DIRECTIONS FOR THIS TASK:
Write out the entries below again with each "Format each line" switched to "Write each box as" and nothing else changed, leaving out the pictures.
▬▬▬▬▬▬▬▬▬▬
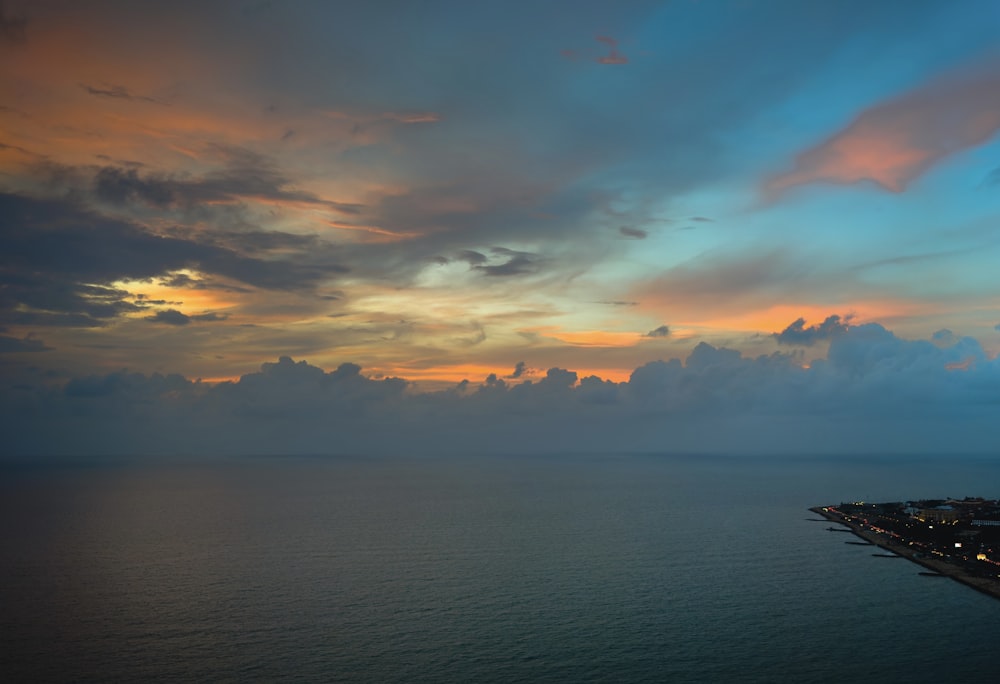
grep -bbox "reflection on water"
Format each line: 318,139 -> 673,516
0,456 -> 1000,682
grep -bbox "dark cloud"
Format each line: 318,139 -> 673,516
0,193 -> 347,326
93,152 -> 362,214
0,2 -> 28,43
80,83 -> 169,105
146,309 -> 191,325
0,324 -> 1000,455
618,226 -> 649,240
472,247 -> 542,277
456,249 -> 487,266
0,335 -> 52,354
774,315 -> 851,347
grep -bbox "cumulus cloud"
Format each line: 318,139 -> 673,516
0,324 -> 1000,457
765,69 -> 1000,198
774,314 -> 851,347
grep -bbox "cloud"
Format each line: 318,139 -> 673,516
465,247 -> 542,278
774,314 -> 851,347
0,335 -> 52,354
0,324 -> 1000,456
93,146 -> 362,215
931,328 -> 955,344
618,226 -> 649,240
765,68 -> 1000,198
146,309 -> 229,325
80,83 -> 169,106
0,193 -> 348,327
0,3 -> 28,43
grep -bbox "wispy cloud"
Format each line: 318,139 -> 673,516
764,65 -> 1000,199
774,314 -> 851,347
80,83 -> 170,107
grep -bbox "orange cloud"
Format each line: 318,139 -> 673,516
764,65 -> 1000,199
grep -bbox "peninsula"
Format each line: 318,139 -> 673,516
809,498 -> 1000,598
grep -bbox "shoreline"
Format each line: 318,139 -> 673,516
809,506 -> 1000,599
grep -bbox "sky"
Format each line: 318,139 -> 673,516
0,0 -> 1000,454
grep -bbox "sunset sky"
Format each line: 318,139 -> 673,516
0,0 -> 1000,456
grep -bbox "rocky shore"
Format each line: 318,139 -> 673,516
809,506 -> 1000,599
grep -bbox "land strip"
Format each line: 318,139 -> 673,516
809,506 -> 1000,599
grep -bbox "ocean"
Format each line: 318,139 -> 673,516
0,455 -> 1000,684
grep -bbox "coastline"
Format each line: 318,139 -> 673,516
809,506 -> 1000,599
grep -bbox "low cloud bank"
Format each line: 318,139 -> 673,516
0,324 -> 1000,457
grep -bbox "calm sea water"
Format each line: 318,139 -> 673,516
0,456 -> 1000,684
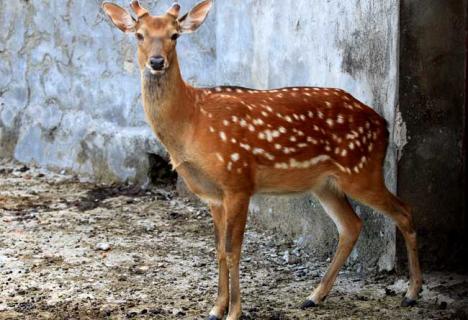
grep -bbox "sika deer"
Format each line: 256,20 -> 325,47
103,0 -> 422,320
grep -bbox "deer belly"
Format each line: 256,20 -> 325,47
177,163 -> 222,203
256,163 -> 335,195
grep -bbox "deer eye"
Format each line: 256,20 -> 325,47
136,32 -> 145,41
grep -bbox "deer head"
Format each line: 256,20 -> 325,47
102,0 -> 213,75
▬▬▬▬▬▬▬▬▬▬
ANSWER:
grep -bbox "reflection on water"
Write each box as: 318,139 -> 673,516
0,456 -> 1000,682
grep -bbox "dark cloud"
Write each box as: 318,139 -> 673,516
0,193 -> 347,326
93,152 -> 362,214
0,2 -> 28,43
80,83 -> 169,105
146,309 -> 191,325
0,324 -> 1000,455
618,226 -> 649,240
472,247 -> 542,277
456,249 -> 487,266
0,335 -> 52,354
774,315 -> 851,347
grep -bbox "cumulus cloud"
Write each box as: 318,139 -> 673,516
0,324 -> 1000,457
765,69 -> 1000,198
774,314 -> 851,347
grep -bbox "cloud"
Write each box as: 318,139 -> 673,516
465,247 -> 542,278
774,314 -> 851,347
0,335 -> 52,354
0,324 -> 1000,456
93,146 -> 362,215
931,328 -> 955,344
618,226 -> 649,240
765,68 -> 1000,198
146,309 -> 229,325
80,83 -> 169,106
0,193 -> 348,327
0,3 -> 28,43
grep -bbox "wispy cloud"
Write each box as: 318,139 -> 673,516
764,65 -> 1000,199
774,314 -> 851,347
80,83 -> 170,107
grep -bbox "orange cloud"
Write each box as: 318,139 -> 673,516
764,65 -> 1000,199
grep -bbox "peninsula"
Write each box as: 318,139 -> 673,516
809,498 -> 1000,598
grep -bbox "shoreline"
Write each box as: 318,139 -> 673,516
809,506 -> 1000,599
grep -bbox "sky"
Write each box as: 318,139 -> 673,516
0,0 -> 1000,454
grep -bbox "sunset sky"
Write each box as: 318,139 -> 673,516
0,0 -> 1000,456
grep -bbox "rocky shore"
Write each box as: 318,139 -> 673,516
809,506 -> 1000,599
grep -bbox "land strip"
Write each box as: 318,139 -> 673,516
809,506 -> 1000,599
grep -bbox "ocean"
Write each box as: 318,139 -> 673,516
0,455 -> 1000,684
grep -bbox "coastline"
Write each box as: 318,139 -> 673,516
809,506 -> 1000,599
grep -bbox "low cloud bank"
Write each box as: 318,139 -> 673,516
0,324 -> 1000,457
grep -bbox "calm sea water"
Write each box as: 318,139 -> 673,516
0,456 -> 1000,684
grep -bbox "sika deer"
Write each box as: 256,20 -> 325,47
103,0 -> 422,320
grep -bbox "deer belly"
Write each box as: 256,20 -> 325,47
177,163 -> 222,203
256,163 -> 335,195
grep -bbox "deer eye"
Write each box as: 256,20 -> 325,47
136,32 -> 145,41
grep -bbox "deer head"
Write each box as: 256,20 -> 325,47
102,0 -> 213,75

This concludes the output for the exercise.